- **Data supplied**
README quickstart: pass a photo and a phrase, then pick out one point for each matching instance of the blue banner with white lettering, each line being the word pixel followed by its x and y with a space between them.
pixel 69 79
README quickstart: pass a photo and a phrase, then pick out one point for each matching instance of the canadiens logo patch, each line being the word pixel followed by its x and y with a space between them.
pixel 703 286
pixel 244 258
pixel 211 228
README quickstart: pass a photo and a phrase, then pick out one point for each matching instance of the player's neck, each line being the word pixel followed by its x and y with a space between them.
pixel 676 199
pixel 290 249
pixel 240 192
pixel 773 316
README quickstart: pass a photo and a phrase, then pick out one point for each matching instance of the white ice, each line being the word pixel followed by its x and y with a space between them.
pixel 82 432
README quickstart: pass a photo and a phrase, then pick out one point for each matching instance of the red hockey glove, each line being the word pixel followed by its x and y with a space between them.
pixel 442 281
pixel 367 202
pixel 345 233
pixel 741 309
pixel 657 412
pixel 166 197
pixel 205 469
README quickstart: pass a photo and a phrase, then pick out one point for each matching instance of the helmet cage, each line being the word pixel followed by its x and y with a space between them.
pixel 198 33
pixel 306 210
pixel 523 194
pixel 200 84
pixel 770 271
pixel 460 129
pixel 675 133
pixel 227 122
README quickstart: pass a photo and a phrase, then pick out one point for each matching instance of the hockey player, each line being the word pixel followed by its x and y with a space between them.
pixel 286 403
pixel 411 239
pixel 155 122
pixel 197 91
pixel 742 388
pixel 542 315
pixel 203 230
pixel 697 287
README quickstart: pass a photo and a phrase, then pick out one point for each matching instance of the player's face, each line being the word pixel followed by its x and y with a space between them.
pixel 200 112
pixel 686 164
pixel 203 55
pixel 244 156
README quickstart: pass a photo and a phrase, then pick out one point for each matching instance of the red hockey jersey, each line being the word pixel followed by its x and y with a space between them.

==

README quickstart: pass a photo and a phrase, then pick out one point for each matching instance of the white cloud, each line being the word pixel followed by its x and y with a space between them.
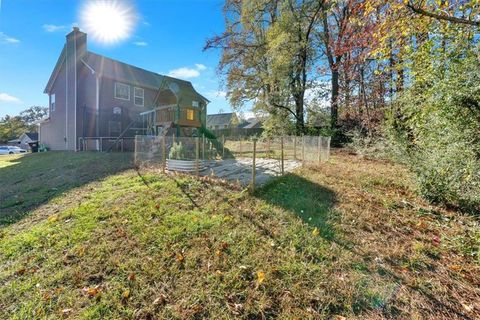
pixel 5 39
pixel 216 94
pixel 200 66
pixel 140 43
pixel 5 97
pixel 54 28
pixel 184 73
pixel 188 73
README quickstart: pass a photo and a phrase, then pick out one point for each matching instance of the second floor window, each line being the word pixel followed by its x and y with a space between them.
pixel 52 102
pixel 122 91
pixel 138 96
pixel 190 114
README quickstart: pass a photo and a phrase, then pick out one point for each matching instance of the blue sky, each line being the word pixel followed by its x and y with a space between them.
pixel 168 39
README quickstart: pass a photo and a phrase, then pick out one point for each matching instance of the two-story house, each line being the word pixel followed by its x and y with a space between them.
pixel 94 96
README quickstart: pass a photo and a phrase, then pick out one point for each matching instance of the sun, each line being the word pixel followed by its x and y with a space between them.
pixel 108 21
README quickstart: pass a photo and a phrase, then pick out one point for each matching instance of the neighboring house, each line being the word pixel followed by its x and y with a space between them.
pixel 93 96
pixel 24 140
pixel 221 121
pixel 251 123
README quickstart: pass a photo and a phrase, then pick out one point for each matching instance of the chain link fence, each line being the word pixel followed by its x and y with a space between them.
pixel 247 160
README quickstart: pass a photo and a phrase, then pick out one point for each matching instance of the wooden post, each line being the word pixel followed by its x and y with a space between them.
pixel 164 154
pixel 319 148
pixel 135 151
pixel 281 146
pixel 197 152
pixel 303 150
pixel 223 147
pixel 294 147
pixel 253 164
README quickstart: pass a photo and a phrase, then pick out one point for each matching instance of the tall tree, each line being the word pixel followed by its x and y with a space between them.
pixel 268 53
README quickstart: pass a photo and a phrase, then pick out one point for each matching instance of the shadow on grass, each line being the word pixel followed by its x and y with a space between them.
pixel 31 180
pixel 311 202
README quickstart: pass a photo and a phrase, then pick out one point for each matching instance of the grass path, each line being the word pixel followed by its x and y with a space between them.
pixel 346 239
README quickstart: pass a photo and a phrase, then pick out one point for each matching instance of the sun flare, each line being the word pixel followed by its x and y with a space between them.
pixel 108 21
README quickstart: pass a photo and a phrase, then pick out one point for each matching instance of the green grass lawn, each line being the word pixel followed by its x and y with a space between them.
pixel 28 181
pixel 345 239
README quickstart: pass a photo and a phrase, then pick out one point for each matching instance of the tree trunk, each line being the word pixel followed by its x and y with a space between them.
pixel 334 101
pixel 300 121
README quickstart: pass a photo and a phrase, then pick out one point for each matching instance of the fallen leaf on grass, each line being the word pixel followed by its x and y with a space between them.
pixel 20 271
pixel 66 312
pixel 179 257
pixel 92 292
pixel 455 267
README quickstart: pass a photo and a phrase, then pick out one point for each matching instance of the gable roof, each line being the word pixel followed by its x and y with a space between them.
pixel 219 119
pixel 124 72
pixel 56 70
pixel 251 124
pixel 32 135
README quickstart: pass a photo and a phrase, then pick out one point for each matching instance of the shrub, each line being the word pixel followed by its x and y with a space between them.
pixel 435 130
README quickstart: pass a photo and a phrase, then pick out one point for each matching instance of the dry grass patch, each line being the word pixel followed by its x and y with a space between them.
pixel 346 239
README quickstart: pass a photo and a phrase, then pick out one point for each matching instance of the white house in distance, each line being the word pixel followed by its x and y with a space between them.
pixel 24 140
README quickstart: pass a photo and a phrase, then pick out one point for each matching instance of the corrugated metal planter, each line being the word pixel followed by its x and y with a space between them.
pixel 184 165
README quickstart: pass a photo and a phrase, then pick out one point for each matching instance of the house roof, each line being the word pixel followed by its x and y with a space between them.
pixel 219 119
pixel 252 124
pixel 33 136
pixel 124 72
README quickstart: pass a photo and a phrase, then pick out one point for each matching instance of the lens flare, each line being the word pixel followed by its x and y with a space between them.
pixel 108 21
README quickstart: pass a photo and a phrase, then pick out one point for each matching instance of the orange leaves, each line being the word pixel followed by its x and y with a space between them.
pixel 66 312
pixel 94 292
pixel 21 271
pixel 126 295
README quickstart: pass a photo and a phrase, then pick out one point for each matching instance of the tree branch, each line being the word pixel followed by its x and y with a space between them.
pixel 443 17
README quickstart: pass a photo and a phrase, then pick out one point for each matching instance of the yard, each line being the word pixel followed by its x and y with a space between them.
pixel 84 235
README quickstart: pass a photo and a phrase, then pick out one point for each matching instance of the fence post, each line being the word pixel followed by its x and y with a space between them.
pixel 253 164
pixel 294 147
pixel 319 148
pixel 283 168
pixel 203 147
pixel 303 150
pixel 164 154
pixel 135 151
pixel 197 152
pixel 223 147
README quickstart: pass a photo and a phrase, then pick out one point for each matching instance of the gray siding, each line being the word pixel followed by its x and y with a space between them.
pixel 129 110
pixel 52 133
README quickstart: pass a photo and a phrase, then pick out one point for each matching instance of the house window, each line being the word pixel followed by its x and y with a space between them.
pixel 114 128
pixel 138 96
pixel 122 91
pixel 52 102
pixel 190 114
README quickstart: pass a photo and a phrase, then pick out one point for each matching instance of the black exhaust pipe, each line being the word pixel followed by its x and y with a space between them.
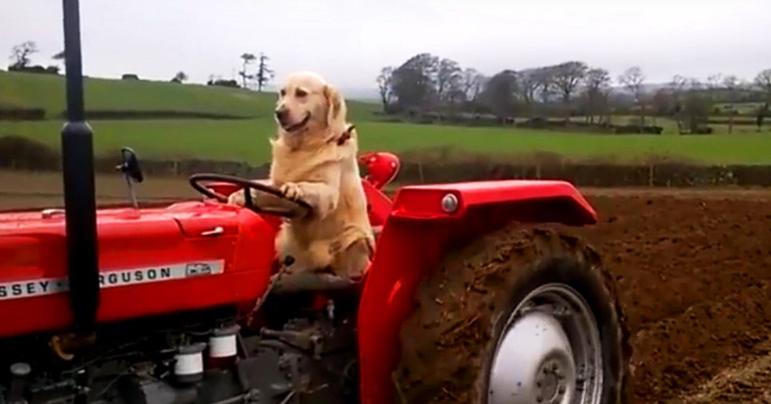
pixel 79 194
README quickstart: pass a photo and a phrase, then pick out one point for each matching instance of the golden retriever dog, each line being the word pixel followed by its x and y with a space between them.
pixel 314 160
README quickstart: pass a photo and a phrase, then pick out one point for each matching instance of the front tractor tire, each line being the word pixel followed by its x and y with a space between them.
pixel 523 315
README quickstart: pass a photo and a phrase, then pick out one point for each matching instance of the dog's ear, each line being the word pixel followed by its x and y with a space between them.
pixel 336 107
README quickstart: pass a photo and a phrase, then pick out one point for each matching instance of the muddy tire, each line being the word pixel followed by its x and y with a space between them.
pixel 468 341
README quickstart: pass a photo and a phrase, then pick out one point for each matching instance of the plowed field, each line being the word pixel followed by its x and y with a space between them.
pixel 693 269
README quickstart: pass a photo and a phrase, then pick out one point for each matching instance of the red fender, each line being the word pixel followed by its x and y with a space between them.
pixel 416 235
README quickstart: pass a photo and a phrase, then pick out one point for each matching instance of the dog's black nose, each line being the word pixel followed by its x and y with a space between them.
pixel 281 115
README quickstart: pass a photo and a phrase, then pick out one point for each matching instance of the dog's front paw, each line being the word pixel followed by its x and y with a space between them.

==

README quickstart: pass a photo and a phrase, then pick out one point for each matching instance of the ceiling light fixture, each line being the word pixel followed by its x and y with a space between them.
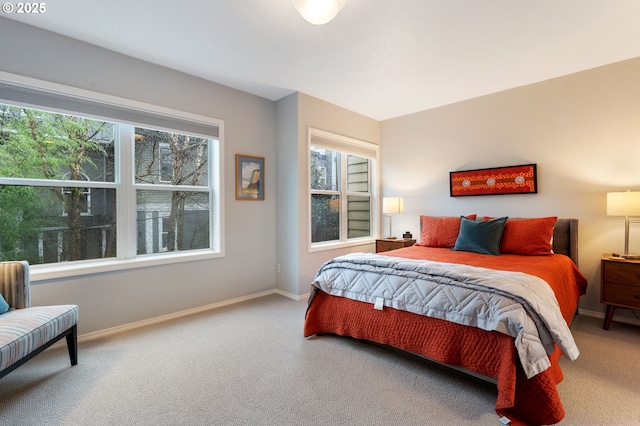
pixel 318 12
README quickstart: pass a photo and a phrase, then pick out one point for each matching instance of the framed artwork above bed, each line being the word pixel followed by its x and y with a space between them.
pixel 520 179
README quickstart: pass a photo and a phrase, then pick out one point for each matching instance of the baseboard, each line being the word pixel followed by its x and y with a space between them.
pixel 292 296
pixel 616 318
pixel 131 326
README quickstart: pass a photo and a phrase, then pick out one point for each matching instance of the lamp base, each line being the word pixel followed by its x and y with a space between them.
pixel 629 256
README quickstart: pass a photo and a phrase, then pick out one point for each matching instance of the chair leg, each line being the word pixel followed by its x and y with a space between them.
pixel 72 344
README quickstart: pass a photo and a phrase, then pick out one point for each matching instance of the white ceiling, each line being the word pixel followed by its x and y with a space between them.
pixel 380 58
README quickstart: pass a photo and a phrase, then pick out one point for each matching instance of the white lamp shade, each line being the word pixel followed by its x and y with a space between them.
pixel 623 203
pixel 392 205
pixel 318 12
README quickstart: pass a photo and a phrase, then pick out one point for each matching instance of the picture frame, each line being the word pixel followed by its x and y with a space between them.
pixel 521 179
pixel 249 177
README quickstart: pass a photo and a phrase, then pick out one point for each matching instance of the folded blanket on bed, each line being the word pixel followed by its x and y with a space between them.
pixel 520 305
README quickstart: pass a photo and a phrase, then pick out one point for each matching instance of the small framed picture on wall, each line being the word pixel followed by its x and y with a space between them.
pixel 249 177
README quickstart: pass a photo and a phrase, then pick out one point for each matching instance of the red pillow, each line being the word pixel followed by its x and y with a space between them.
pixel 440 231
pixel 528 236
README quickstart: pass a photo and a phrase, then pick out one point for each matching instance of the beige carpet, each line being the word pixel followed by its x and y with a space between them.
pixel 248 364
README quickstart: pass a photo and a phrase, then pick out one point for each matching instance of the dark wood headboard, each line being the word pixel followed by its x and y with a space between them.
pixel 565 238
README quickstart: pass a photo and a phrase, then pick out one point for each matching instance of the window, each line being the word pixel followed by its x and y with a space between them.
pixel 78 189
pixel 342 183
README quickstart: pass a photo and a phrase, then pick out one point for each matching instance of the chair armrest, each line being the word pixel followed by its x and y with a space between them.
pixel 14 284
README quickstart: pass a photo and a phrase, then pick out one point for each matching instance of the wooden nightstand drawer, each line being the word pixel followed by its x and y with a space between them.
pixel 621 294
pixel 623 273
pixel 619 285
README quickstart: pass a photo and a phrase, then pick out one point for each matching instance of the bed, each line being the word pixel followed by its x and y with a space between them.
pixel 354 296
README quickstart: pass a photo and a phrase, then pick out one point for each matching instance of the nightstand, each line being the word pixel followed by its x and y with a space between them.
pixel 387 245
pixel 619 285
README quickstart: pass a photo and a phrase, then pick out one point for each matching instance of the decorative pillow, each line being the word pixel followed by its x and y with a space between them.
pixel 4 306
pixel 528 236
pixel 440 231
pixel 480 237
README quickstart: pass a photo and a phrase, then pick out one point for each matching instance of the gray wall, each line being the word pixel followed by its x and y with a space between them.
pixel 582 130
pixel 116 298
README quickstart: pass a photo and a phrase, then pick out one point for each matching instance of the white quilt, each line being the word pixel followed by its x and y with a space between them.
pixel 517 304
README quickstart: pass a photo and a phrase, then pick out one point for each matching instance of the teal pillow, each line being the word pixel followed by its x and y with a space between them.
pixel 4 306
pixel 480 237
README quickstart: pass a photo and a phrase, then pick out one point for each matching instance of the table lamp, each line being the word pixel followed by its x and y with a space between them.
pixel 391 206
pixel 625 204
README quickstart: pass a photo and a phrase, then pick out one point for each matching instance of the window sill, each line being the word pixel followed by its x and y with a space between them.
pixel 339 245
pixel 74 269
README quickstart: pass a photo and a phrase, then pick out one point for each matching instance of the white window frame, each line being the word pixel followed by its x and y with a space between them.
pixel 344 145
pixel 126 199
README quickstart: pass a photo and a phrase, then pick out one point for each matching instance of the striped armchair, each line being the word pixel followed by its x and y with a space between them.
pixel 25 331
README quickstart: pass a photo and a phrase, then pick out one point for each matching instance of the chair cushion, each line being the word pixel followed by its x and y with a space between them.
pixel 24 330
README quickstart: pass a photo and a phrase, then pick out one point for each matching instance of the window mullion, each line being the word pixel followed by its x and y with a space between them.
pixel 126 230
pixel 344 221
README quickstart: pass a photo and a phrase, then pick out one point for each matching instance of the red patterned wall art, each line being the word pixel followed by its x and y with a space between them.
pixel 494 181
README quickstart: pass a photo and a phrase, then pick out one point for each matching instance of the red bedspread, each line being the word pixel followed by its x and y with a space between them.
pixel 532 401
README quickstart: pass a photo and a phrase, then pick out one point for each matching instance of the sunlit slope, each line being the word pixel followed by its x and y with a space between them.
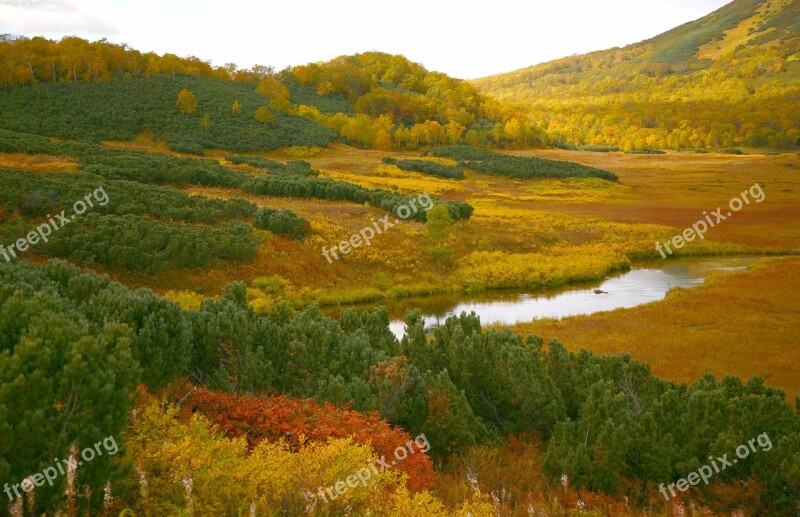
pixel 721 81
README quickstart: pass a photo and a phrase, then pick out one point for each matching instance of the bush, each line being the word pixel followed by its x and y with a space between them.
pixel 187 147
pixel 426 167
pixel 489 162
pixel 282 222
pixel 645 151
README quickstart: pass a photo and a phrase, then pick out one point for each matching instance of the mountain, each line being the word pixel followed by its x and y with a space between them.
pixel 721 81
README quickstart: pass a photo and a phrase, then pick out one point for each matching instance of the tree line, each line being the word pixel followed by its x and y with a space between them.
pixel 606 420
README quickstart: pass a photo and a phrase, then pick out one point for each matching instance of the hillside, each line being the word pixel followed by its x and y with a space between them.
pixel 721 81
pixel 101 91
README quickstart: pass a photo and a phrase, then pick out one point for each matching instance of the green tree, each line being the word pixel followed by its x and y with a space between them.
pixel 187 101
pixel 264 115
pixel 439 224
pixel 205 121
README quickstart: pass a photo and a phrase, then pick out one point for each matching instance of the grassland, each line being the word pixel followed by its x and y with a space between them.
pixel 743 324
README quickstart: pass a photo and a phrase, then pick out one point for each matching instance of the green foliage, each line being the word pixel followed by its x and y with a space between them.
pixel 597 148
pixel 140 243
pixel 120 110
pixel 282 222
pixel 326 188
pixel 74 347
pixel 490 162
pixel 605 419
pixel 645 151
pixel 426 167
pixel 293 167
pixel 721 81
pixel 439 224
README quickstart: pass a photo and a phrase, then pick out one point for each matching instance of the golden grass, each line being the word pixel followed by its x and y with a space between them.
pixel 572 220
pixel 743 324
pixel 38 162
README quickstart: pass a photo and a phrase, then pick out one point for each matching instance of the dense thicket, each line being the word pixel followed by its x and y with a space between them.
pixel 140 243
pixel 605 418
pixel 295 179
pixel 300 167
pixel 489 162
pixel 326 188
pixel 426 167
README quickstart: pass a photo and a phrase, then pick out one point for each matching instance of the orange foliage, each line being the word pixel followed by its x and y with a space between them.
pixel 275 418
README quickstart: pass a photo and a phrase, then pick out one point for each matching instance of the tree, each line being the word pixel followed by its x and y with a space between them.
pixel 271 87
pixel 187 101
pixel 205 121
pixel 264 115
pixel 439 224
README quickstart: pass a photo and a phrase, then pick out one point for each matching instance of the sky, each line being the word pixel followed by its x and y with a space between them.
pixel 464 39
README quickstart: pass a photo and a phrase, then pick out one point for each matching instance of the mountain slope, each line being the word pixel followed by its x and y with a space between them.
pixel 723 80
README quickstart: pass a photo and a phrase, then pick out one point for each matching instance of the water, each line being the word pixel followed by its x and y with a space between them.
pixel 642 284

- **Exercise**
Convert the entries in the part that opens with the line containing "of the canadiens" and closes with the line containing "pixel 211 228" into a two-column CSV with the columns instruction and points. Give one row per entry, and put each value in a single quoted field with its line breaks replaced by spaces.

- **Complete response**
instruction,points
"README quickstart: pass a photo and a phrase, then pick out one point for each matching instance of the canadiens logo patch, each line being the word pixel followed by its x and y with a space between them.","pixel 703 286 pixel 244 258 pixel 211 228"